-- PROBLEM --
State how many lines of the entries below contain the string "instances". Give only the number.

-- RECORDS FOR THIS TASK --

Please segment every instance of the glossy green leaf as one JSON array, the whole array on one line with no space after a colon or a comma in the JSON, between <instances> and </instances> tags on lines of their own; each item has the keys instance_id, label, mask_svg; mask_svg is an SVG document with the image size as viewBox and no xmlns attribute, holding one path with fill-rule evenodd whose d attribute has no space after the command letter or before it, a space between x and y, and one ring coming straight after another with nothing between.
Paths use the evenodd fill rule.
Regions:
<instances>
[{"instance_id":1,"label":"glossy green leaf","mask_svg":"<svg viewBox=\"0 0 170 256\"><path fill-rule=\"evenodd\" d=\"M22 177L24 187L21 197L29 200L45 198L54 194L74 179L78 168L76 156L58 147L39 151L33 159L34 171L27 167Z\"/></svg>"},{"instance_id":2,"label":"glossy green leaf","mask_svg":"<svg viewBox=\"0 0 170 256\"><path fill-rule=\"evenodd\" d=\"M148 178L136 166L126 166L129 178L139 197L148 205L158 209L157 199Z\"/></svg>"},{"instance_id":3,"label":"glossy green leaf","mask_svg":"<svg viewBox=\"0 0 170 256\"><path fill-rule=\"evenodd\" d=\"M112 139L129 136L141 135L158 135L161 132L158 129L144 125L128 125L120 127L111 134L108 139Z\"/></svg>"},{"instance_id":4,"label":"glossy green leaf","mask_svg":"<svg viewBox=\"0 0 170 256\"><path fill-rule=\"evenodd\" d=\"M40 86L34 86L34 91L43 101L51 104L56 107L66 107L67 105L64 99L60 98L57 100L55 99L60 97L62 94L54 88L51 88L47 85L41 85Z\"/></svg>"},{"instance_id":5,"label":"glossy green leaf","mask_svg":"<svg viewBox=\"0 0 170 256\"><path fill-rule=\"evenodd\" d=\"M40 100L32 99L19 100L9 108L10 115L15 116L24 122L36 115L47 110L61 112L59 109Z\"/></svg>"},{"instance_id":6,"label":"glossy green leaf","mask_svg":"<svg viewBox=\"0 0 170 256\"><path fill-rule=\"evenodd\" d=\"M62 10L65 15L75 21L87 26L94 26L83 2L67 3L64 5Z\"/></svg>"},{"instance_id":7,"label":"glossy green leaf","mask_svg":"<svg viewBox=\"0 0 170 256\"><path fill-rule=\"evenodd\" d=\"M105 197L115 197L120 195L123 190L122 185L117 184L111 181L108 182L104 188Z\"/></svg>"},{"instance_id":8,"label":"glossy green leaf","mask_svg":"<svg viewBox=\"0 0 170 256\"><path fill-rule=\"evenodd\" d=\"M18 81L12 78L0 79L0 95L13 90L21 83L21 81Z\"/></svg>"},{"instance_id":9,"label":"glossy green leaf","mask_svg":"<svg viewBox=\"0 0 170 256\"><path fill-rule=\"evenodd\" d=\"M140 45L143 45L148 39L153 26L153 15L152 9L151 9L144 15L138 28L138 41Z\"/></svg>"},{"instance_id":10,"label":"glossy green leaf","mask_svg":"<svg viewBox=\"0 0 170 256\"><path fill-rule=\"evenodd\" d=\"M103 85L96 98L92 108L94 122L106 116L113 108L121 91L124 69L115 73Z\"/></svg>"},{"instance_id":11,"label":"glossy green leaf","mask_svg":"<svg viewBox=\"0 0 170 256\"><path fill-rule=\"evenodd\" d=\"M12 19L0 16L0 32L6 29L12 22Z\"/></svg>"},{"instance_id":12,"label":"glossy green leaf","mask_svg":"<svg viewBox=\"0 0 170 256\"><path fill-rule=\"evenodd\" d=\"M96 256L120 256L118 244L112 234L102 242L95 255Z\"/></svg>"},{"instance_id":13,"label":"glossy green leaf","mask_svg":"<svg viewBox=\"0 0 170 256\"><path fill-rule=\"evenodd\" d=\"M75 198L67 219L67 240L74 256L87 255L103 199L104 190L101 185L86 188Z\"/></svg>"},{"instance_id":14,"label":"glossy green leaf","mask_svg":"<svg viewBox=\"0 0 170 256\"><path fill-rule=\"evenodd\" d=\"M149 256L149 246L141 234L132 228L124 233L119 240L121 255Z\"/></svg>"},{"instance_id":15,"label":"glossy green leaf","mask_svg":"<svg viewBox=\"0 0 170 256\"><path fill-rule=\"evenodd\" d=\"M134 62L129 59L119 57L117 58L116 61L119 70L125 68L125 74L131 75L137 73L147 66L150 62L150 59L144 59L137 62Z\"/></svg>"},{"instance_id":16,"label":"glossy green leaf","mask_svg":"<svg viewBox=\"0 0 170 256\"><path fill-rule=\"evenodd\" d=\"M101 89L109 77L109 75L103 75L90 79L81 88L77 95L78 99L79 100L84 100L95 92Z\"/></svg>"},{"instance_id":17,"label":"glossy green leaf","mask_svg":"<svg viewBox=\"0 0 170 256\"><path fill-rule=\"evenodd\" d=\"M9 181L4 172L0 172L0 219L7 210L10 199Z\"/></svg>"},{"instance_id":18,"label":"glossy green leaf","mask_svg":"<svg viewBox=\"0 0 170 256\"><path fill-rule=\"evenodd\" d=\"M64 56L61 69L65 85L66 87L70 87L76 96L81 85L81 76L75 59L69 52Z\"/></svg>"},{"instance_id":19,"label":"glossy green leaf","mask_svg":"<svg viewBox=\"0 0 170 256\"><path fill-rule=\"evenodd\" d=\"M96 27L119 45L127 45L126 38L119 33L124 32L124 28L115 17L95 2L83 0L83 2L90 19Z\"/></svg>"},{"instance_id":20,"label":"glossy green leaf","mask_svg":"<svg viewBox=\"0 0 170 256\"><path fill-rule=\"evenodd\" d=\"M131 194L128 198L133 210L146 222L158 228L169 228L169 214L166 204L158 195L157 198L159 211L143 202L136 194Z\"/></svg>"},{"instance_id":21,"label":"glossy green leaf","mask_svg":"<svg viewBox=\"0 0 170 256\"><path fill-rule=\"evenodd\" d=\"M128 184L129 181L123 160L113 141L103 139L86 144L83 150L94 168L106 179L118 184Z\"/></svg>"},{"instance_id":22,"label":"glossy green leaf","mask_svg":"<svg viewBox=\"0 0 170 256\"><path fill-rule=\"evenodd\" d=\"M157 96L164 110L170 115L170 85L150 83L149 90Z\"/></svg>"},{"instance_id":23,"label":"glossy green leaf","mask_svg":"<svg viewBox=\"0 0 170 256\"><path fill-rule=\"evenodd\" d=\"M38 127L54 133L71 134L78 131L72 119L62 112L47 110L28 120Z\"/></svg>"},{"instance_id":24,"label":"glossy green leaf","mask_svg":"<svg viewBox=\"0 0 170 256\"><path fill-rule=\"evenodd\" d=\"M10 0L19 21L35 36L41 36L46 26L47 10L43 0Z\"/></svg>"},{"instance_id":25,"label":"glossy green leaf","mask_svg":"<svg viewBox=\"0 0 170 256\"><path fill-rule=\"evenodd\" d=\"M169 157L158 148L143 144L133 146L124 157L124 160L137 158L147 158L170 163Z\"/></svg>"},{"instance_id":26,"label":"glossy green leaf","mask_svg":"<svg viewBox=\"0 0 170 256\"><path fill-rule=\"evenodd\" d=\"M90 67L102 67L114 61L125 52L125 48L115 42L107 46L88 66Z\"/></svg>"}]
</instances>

-- WRITTEN RESPONSE --
3